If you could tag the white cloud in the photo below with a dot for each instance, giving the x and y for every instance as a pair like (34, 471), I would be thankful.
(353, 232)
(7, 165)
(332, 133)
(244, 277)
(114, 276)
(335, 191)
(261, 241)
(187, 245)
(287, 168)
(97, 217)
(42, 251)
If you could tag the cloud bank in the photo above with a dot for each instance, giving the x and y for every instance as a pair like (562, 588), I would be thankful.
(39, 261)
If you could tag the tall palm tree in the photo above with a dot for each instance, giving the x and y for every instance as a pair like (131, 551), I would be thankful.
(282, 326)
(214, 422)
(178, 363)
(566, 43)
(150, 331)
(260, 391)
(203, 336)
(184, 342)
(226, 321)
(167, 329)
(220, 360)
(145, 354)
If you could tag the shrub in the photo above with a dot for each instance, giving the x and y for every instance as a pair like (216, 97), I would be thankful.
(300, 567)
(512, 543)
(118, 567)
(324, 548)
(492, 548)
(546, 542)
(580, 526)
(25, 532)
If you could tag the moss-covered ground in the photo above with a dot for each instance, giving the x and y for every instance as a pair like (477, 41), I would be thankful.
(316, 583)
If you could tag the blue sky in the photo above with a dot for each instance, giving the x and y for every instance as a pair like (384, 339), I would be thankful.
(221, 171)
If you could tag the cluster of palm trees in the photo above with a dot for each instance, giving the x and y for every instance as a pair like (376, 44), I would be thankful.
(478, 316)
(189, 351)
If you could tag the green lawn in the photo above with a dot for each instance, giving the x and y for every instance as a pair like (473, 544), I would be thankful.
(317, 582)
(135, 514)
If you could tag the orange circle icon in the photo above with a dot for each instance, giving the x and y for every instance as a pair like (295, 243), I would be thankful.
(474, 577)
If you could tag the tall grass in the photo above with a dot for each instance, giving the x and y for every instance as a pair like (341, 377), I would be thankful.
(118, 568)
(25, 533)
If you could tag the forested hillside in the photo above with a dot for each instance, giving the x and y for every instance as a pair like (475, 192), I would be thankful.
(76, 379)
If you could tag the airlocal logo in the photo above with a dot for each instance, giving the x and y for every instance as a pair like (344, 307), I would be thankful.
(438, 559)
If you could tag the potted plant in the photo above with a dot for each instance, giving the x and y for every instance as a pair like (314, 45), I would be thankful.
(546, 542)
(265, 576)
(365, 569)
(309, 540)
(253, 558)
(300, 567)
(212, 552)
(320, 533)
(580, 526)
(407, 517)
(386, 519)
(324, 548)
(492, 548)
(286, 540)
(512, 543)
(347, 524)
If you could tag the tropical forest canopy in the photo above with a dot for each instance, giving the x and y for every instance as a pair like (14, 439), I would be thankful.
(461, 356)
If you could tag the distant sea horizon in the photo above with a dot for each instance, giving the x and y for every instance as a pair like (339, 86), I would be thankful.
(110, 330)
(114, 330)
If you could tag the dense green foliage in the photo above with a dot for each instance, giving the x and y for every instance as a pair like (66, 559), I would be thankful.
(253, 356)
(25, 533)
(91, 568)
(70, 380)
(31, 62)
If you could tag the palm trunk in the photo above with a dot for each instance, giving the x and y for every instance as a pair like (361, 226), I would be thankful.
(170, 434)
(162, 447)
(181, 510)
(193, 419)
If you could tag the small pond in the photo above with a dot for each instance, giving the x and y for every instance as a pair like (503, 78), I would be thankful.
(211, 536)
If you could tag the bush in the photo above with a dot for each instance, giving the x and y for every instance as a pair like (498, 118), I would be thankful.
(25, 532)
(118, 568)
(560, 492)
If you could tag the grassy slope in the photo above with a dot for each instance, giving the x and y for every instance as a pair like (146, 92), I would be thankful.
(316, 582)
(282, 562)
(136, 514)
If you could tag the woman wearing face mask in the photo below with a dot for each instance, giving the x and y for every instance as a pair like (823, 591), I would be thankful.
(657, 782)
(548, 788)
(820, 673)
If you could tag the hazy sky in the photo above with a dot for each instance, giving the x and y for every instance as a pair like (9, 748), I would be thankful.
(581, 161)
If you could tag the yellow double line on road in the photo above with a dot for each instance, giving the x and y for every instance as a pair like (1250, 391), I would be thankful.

* * * * *

* [Aim of the exercise]
Word for word, set down every line of the material above.

* [Response for this exercise]
If you could tag the white cloud in the photo below with a dot for each instance, giving the x and y for every instance as a pair like (34, 471), I would be thankful.
(353, 232)
(7, 165)
(332, 133)
(244, 277)
(114, 276)
(335, 191)
(261, 241)
(187, 245)
(287, 168)
(97, 217)
(42, 251)
If you could tag the cloud bank in the photo above with a dot for each instance, giving the x and y for every instance as a pair like (562, 588), I would be thankful.
(39, 261)
If you could tag the tall palm tree in the photo above with a dot for each instance, giving the x and y for every instance as a pair like (131, 551), I would be thankful.
(282, 326)
(214, 422)
(178, 363)
(566, 43)
(150, 331)
(260, 391)
(203, 336)
(184, 342)
(226, 321)
(167, 329)
(220, 360)
(145, 354)
If you could tag the shrub in the photo above with a dot for each instance, giving the x and y for every instance as a pair like (216, 97), I would be thankful.
(300, 567)
(512, 543)
(118, 567)
(324, 548)
(492, 548)
(546, 542)
(580, 526)
(25, 532)
If you could tag the moss-covered ground in the photo above with a dot for each instance, giving the x and y for every instance as a pair like (477, 41), I would be thankful.
(316, 583)
If you could tag the blue sky in the photo above with a dot for each instance, giving the x and y for every instance as a pair like (384, 339), I would be thankful.
(221, 171)
If you could tag the cluster of palm trees in the photo above with a dot for each instance, giving the x and y for every instance as a pair like (376, 44), I would be thankful.
(478, 316)
(189, 351)
If you could tag the green lawn in the photo above with a dot for each instance, giving the x and y for every instance as a pair like (473, 544), I would be thankful.
(317, 582)
(135, 514)
If you could tag the orange circle icon in the photo above with a dot for each instance, giving the x and y for every instance as a pair like (295, 243), I would be thankful.
(474, 577)
If you could tag the tall grass in the photo above with a dot for each instance, giving the x and y for every instance as a pair like (341, 377), I would be thankful.
(118, 568)
(25, 533)
If you could tag the forested hillside in the photo above with a dot for each instance, giving the x and y for every instance as a pair like (475, 192), I would be thankful.
(76, 379)
If you could tag the airlocal logo in the photo above with a dot for each instance, giving the x and y for every instance as a pair like (344, 307), I would be thankful.
(438, 559)
If you could tag the potted plant in the photo above with a dot for each instance, giving the x and y for every instance as a pair like (314, 45), I would be thankful.
(546, 542)
(265, 576)
(365, 569)
(309, 540)
(253, 558)
(300, 567)
(212, 552)
(320, 533)
(580, 526)
(407, 517)
(386, 519)
(324, 548)
(492, 548)
(286, 540)
(512, 543)
(347, 524)
If you could tag the tropical forest canopy in the photo above with a dot for each instance, giving the x and y for every instance as a pair like (14, 439), I would be thankful.
(461, 356)
If you could tag the distant sea horizon in the photo above with a dot for each instance, giving the x and y for every instance as a pair like (339, 86), I would be thankful.
(110, 330)
(114, 330)
If you could tag the dense green foliage in the photo above with a dot for each instance, giving the x and y for every instance as a pair like (66, 559), I would be thankful.
(253, 356)
(25, 533)
(91, 568)
(70, 380)
(31, 62)
If you could tag the palm trunk in the photo above with a dot for each instance, giving the x and y for every instance as a pair like (361, 226), I would be thankful.
(170, 434)
(162, 447)
(181, 510)
(193, 419)
If you could tag the small pond in the photo above with a dot for each instance, giving the x and y for every instance as a pair like (503, 78), I would be thankful.
(211, 536)
If you could tag the bush in the photo above with a dot for each instance, giving the x and y for every instance as a pair like (498, 118), I would be thankful.
(25, 532)
(118, 568)
(560, 492)
If you could tag the grassy slope in the photo above with a dot for each instance, giving the x and y for every instance as a pair like (146, 92), I would be thankful.
(316, 582)
(282, 562)
(136, 514)
If you could tag the woman wearing face mask in the photo below with a dot for each instance, giving the x and y for every instance as a pair like (823, 591), I would be thankful.
(657, 782)
(548, 788)
(820, 673)
If you could tag the hazy sky in the photo above with a dot for each instance, giving the x and y for every instance as a pair like (9, 748), I would be thankful.
(581, 161)
If you could tag the yellow double line on road in the photo above with a dot for each instance, giving the x and y for every instance as a pair like (1250, 391), I would be thankful.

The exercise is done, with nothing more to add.